## Material provided
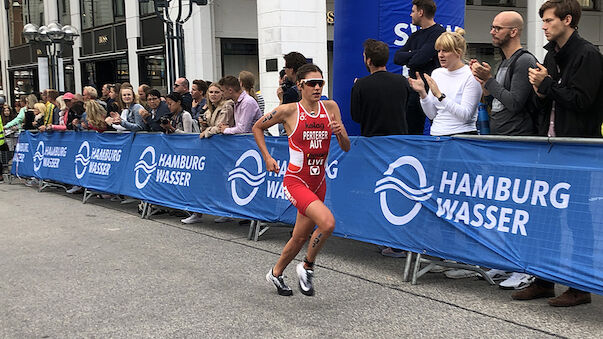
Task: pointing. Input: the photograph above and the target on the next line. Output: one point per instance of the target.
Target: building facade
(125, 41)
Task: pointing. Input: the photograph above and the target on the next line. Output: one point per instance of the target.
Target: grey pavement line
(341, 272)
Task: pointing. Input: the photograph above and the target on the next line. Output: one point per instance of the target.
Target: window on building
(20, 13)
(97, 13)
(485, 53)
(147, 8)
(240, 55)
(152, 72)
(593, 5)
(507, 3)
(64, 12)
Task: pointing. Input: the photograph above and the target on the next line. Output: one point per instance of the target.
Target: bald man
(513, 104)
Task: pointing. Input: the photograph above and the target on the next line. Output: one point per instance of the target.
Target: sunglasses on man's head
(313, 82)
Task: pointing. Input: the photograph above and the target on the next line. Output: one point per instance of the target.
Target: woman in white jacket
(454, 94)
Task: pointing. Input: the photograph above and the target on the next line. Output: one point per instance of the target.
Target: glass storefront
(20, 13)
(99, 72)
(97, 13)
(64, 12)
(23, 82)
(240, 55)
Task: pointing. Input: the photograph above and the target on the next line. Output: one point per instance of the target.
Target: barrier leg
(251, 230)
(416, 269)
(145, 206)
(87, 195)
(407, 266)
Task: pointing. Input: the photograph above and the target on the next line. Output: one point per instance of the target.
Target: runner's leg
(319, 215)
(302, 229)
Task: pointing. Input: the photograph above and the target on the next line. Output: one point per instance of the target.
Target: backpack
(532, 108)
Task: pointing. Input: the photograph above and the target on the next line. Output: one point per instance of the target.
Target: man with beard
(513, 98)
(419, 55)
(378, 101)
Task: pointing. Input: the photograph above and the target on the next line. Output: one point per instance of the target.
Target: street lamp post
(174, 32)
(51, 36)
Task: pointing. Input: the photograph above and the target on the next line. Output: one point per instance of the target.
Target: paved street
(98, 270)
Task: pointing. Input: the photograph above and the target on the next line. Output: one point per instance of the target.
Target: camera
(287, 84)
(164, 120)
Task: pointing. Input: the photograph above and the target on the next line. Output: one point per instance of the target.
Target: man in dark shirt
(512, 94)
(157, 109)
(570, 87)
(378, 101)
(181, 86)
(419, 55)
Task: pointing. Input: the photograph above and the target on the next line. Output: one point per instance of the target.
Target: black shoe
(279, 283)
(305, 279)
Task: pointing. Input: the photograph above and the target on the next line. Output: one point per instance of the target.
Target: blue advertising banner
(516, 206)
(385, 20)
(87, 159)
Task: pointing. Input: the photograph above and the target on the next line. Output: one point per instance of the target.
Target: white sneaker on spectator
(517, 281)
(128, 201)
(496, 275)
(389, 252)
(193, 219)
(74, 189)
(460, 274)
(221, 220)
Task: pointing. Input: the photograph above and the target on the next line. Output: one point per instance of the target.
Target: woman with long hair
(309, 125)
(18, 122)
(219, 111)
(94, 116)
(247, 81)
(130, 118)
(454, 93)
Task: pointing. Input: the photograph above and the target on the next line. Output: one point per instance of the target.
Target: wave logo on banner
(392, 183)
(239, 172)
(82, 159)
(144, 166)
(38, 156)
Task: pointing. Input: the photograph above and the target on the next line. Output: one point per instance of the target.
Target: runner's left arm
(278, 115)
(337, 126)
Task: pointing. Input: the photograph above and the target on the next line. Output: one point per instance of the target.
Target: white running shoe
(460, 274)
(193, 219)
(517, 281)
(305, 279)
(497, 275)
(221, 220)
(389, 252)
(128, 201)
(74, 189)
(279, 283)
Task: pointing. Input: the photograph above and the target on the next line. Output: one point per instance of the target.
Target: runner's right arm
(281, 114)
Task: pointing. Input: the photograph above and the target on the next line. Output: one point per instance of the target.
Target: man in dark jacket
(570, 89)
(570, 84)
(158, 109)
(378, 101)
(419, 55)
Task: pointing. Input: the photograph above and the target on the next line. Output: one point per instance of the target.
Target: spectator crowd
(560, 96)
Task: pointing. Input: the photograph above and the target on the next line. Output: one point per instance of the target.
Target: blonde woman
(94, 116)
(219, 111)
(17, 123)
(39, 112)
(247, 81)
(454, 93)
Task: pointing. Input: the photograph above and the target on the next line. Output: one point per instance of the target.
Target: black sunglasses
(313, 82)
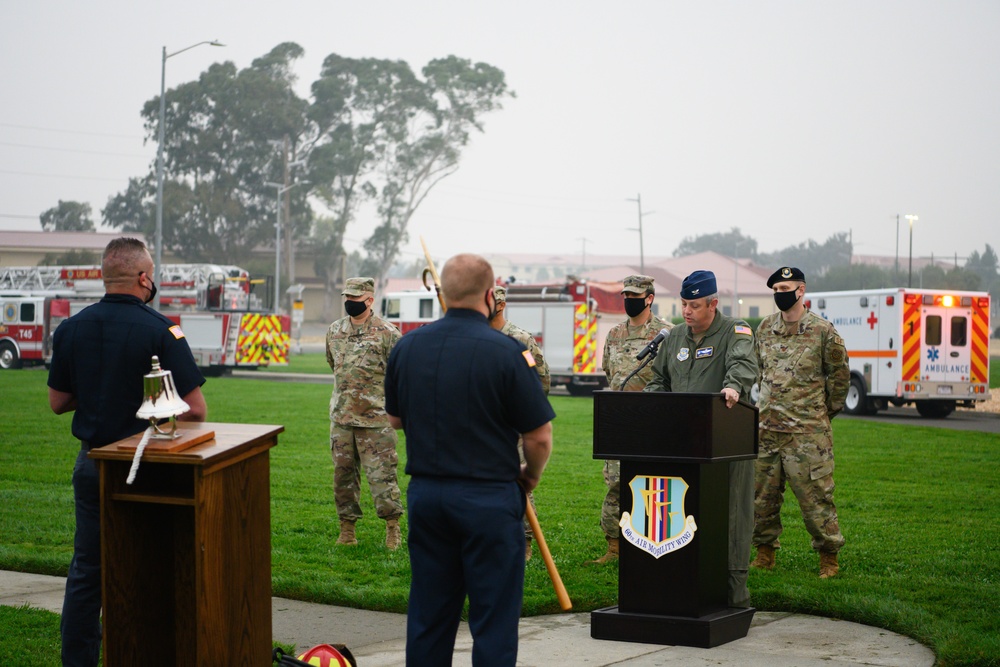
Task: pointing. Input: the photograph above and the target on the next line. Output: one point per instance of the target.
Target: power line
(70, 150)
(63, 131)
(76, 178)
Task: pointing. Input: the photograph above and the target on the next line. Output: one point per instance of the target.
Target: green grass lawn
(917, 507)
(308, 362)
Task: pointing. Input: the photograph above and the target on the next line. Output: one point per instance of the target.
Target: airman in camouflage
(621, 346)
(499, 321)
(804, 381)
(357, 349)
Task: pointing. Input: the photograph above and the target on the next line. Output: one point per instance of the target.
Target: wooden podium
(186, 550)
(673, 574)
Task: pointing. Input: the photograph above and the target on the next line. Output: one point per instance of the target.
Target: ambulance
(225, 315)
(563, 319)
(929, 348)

## Work instructions
Each record should be quoted exactly, with the images omitted.

## Solved exercise
Task: pointing. Input: the photograph above and the target on the next line. Output: one point per instance of the target.
Target: building facade
(125, 41)
Task: pointing. Input: the photograph above and the target on the next line. Output: one point per instance of the target.
Target: grey pavement line
(341, 272)
Task: pointing. Input: the photograph above and the target on the next line. Output: one point per instance of the target.
Target: window on building
(20, 13)
(97, 13)
(485, 53)
(147, 8)
(240, 55)
(152, 72)
(593, 5)
(507, 3)
(64, 12)
Task: pointing. Input: the photograph above and the target on the next line. Output: one point per instance of the target.
Target: bald man
(513, 104)
Task: pointing. Input: the photograph above and the target on the next line. Output: one point per instance of the target.
Target: sunglasses on man's head
(313, 82)
Task: pointing. Input: the photograph above and the target on the next line. Output: one point per instance of the target.
Target: woman in white jacket
(454, 94)
Task: pointing. Input: the photograph above and the target on the next line. Output: one point per instance of the target.
Target: glass storefront
(20, 13)
(99, 72)
(97, 13)
(64, 12)
(23, 82)
(240, 55)
Task: pointing. Input: the photograph above and the target on the next line. Output: one point per instance of the target.
Target: barrier leg
(251, 230)
(416, 269)
(145, 206)
(87, 195)
(407, 266)
Task: pointing. Input: the photograph above and the target on the next line. Output: one point per instance of the target.
Target: runner's leg
(319, 215)
(302, 229)
Task: pointing. Input: the photograph above and the target on the next line. Output: one point per instance of the target.
Target: backpack
(532, 108)
Task: pointing. Input: the photograph above and the target on the next line. Output: one point per instance of the target.
Target: man with beard
(513, 98)
(419, 55)
(378, 101)
Task: pointing. Input: the photograph above and the target on the next line. Output: one point per instance of the target.
Target: street lamp post
(174, 32)
(51, 36)
Task: pointing. Input: the photograph above and the target on the next line. Output: one point per instance of the target.
Target: paved street
(98, 270)
Task: pointing. Input: the photograph above and the target on the next line. Output: one point per instance of the target.
Target: camera
(287, 84)
(164, 120)
Task: pointing. Input: the photograph above and the target on the next line. Output: one point per instance of the target.
Target: man in dark shirt
(512, 94)
(157, 109)
(570, 87)
(378, 101)
(181, 86)
(419, 55)
Task: pointing. Input: the photograph above and the target on the next line. Output: one point per instance of the target.
Target: black shoe
(279, 283)
(305, 279)
Task: pointing. Input: the photograph above and the target on the next line. Output: one point per instance of the target.
Target: blue advertising banner
(516, 206)
(385, 20)
(87, 159)
Task: pointing. Input: the photograph above and the target on the next line. Output: one point per instance of the target.
Target: white sneaker on spectator
(517, 281)
(128, 201)
(496, 275)
(389, 252)
(193, 219)
(74, 189)
(460, 274)
(221, 220)
Task: pointing. Input: the photograph above and the target on the next line. Output: one point per instance of the target.
Target: woman with long hair
(309, 125)
(18, 122)
(219, 111)
(94, 116)
(247, 81)
(130, 118)
(454, 93)
Task: pointing. Input: the photograph above and the target on the next line. Output: one point per instance of the target.
Target: wave logo on banner
(392, 183)
(239, 172)
(82, 159)
(144, 166)
(38, 156)
Task: pointing. Input: the photograph above and the target on the next line. Output: one point per instance of the target.
Target: runner's left arm
(278, 115)
(337, 126)
Task: pointing. Input: the photograph above and the target on the next line. Output: one point per instance of the target.
Target: white running shoe
(460, 274)
(193, 219)
(517, 281)
(305, 279)
(497, 275)
(221, 220)
(389, 252)
(128, 201)
(74, 189)
(279, 283)
Task: pointing. Input: the photograph above and the target on the next line. Output: one point per instance of the target.
Target: runner's right arm
(281, 114)
Task: pointing. Input: the photograph above and the target on the next line. Output: one point per instance of the target.
Target: man in dark jacket
(570, 89)
(570, 84)
(158, 109)
(378, 101)
(419, 55)
Task: pointing. Input: the photograph above and the target on the next line. Output: one point per instance of the target.
Target: spectator crowd
(560, 96)
Task: pointing. Input: the photograph above and the target on the next line. Output: one point per instance of the target.
Target: blonde woman
(94, 116)
(219, 111)
(17, 123)
(39, 112)
(247, 81)
(454, 93)
Task: pointing. Input: the photograph above and the target on the next line. Output: one point per instance of the target.
Target: black sunglasses
(313, 82)
Task: pointing. Input: the photograph above and the target on the next line. Output: one point per instance of the target.
Target: power line
(70, 150)
(63, 131)
(76, 178)
Task: pointing. Input: the photograph above and the target on the next line. Output: one point per instance of the target.
Target: green grass lawn
(917, 507)
(308, 362)
Task: pointing. Input: the photograph above and the target on the next line. Output: one point per instance of the target.
Target: airman in camouflage
(621, 346)
(499, 321)
(804, 381)
(357, 349)
Task: pointing. Input: the photograph above and the target on the next line. Output: one point per instance of the target.
Target: wooden podium
(186, 550)
(673, 574)
Task: pointing. Input: the photograph above and the target on the next line. Output: one point per instance of the target.
Target: ambulance
(225, 315)
(563, 319)
(929, 348)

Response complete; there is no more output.